[start Records supplied]
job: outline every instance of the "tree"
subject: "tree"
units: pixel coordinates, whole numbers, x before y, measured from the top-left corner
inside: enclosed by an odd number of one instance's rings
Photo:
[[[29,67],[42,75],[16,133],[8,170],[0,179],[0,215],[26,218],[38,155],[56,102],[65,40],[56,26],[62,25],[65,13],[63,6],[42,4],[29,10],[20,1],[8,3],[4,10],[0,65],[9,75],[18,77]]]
[end Records supplied]
Problem requirements: Can you rewrite the items above as a two-column CSV with the header item_text,answer? Give one row per item, with its text and its answer each in a single quoted field and every line break replaced by a space.

Solved problem:
item_text,answer
"job: outline every instance of the ""tree"" subject: ""tree"" units: pixel coordinates, whole numbers, x before y, measured from the top-left corner inside: enclosed by an odd number of one instance's rings Photo:","[[[29,67],[42,75],[16,133],[8,170],[0,179],[0,215],[26,218],[38,155],[56,102],[65,40],[56,26],[62,25],[65,13],[63,6],[42,4],[29,10],[20,1],[8,3],[4,10],[0,65],[9,75],[18,77]]]"